# [Required work]
Set out exactly, line by line, the stretch of data below that begins at the line containing "TARGET = black rubber wheel" and ends at the line containing "TARGET = cylindrical acrylic fish tank", with both ends kept.

# [Records to use]
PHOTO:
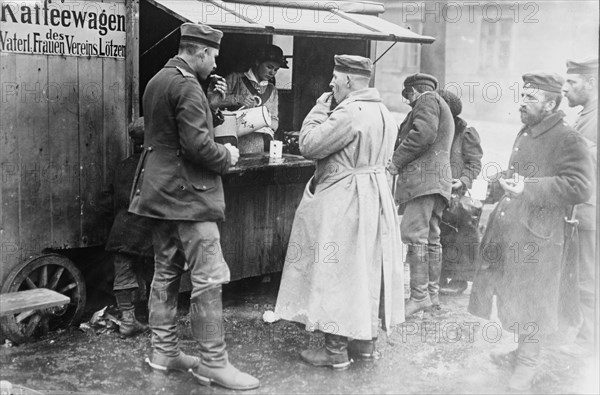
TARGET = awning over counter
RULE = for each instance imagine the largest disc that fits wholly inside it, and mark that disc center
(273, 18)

--

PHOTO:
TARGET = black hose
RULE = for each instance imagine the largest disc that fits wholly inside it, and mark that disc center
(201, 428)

---

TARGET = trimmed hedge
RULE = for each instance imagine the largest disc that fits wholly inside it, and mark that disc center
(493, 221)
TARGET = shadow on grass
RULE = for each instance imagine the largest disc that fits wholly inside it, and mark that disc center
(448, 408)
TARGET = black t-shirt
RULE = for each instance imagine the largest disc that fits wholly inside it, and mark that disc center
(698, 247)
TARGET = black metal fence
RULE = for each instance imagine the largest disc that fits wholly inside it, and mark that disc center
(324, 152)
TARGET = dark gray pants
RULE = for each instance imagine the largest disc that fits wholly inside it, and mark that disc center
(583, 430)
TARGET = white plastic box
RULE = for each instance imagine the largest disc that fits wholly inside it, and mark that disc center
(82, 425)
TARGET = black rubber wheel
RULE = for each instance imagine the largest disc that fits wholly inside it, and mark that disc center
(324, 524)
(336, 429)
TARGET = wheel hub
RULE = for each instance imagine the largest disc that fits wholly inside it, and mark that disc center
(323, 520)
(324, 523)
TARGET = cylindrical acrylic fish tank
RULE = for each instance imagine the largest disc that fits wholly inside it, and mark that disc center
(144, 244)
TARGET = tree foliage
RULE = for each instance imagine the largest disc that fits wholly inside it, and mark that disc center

# [Written answer]
TARGET = black rubber wheel
RULE = for each instance imagine the largest disc that fits wholly inside it, and mark that disc center
(324, 524)
(336, 429)
TARGET = wheel hub
RULE = for each instance imagine the largest disc that fits wholly inside it, and mark that disc center
(323, 520)
(324, 523)
TARGET = cylindrical acrylic fish tank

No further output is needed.